Count the lines of the material below that contain the string "even", matching case exactly. Reply with the number only.

══ Material for this exercise

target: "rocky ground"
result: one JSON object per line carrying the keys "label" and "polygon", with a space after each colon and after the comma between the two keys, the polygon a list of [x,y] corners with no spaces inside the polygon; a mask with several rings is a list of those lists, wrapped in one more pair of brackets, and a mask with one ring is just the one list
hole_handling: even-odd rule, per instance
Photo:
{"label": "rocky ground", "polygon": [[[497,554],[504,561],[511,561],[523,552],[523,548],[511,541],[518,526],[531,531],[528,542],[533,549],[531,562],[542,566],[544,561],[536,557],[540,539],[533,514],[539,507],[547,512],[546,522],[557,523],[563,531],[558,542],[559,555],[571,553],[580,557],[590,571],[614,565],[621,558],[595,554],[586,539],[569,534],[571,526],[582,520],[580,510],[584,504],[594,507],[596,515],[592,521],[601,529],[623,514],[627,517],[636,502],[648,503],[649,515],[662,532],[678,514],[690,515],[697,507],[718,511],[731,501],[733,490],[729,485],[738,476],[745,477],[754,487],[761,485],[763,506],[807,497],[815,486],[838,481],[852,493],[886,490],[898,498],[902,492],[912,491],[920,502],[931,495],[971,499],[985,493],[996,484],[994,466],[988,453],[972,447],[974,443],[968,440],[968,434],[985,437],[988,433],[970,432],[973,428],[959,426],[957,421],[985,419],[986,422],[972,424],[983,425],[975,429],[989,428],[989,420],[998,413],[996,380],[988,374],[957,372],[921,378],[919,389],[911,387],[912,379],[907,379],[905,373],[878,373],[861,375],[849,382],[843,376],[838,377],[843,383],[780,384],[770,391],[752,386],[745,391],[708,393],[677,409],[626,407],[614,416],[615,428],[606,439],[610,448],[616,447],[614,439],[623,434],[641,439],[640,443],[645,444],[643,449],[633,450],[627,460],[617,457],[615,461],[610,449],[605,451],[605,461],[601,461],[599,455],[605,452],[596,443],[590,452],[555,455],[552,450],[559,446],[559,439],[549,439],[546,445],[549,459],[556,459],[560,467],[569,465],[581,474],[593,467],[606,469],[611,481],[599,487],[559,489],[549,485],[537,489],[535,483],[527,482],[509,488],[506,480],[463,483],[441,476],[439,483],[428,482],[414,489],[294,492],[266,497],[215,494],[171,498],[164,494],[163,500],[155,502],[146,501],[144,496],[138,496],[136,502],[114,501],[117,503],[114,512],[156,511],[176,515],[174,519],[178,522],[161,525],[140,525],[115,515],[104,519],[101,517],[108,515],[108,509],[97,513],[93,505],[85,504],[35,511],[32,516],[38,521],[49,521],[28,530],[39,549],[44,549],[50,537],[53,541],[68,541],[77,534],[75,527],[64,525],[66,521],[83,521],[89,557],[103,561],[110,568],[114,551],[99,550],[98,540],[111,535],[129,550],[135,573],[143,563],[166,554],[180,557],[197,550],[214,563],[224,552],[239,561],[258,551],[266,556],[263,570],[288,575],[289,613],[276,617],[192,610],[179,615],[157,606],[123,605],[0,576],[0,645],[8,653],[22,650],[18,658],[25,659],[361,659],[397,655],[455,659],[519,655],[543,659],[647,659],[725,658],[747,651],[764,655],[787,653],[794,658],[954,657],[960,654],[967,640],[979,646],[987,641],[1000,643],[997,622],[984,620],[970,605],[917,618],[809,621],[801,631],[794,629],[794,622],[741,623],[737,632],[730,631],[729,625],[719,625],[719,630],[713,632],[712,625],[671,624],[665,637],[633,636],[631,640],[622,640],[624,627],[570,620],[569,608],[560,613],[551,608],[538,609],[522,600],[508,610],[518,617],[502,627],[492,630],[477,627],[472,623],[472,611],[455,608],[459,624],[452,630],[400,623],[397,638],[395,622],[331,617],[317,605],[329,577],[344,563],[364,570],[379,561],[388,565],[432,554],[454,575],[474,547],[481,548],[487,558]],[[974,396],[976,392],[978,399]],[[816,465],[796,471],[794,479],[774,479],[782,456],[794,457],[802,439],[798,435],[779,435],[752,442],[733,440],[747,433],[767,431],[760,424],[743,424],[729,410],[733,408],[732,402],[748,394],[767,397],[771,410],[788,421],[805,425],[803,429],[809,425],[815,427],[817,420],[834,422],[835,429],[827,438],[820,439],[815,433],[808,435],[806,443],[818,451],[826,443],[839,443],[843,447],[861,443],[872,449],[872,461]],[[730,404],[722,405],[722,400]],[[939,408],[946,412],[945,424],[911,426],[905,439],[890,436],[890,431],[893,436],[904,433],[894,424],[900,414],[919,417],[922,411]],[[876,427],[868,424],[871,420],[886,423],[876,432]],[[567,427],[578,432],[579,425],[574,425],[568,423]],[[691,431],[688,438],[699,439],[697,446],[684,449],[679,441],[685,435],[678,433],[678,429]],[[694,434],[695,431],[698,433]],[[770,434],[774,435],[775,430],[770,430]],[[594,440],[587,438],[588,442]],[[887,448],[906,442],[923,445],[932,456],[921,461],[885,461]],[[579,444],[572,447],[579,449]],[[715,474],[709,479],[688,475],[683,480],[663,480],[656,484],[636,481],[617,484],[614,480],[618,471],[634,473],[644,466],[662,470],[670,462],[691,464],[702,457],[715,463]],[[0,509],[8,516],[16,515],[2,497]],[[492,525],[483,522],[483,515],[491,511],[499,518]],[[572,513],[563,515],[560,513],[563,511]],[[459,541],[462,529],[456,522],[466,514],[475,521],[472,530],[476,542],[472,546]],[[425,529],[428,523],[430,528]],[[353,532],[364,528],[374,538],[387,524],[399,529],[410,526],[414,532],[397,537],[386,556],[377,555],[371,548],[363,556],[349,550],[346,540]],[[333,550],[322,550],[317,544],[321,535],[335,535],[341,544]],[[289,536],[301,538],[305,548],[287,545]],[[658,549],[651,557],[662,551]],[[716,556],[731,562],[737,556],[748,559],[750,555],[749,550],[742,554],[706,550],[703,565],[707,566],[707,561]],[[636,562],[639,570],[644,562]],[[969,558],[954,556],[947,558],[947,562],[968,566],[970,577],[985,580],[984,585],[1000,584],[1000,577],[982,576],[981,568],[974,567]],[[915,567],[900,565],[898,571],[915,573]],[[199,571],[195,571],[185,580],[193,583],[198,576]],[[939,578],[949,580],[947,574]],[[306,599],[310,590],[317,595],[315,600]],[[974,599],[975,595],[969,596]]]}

════

Result of the task:
1